What is asked -
Report every line of the records below that contains the word "chips".

Start of Data in this exercise

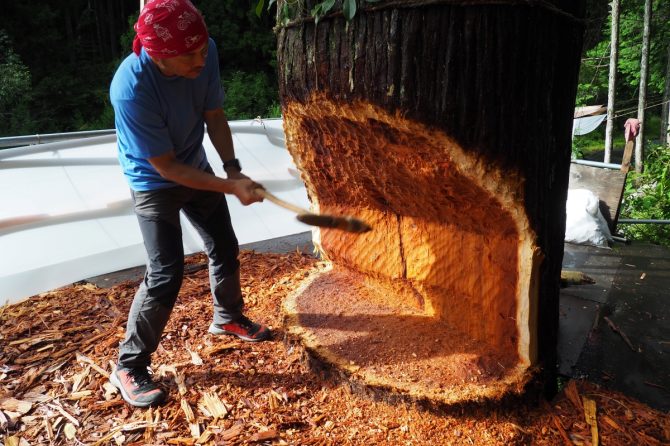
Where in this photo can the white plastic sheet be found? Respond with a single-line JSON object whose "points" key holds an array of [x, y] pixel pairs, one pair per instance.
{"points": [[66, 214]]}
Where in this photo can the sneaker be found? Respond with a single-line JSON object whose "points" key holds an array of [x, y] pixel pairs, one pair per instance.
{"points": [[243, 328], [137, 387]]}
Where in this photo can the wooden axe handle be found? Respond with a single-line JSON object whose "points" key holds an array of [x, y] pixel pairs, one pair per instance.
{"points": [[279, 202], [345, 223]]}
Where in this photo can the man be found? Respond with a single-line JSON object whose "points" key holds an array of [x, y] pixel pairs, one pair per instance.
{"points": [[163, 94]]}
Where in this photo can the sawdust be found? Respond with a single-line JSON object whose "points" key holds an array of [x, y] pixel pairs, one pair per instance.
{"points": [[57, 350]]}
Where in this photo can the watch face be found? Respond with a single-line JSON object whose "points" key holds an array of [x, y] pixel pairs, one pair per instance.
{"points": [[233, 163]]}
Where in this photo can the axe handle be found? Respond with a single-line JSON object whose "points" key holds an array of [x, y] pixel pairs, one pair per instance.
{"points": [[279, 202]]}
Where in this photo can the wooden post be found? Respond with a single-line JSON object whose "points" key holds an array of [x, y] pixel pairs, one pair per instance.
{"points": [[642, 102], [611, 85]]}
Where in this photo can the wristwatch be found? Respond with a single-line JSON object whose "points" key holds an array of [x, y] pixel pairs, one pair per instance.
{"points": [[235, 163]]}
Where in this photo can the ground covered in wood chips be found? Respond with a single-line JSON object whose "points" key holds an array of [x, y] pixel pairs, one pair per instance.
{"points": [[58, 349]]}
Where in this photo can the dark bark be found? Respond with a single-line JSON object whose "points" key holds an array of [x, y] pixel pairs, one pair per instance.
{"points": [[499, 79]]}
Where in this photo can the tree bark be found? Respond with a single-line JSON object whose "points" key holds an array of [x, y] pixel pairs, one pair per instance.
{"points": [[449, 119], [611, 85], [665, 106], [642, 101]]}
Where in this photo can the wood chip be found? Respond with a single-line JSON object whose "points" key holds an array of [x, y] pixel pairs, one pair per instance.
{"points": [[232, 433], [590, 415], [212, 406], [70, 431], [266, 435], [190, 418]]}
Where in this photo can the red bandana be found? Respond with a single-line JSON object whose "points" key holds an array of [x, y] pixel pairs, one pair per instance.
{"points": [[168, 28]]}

End of Data in this exercise
Start of Data in this exercise

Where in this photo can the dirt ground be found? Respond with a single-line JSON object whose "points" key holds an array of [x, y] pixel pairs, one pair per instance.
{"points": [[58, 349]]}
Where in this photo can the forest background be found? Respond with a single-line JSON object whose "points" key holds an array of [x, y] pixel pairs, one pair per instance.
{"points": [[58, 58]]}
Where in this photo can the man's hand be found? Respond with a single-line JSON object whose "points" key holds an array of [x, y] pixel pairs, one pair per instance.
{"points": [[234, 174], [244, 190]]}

End of Data in this exercise

Right answer -
Where in this photo can the ground covered in wood chips be found? Respond with a single-line JSON object whose "points" key holds an array of [x, y] pixel pairs, one pair per instance.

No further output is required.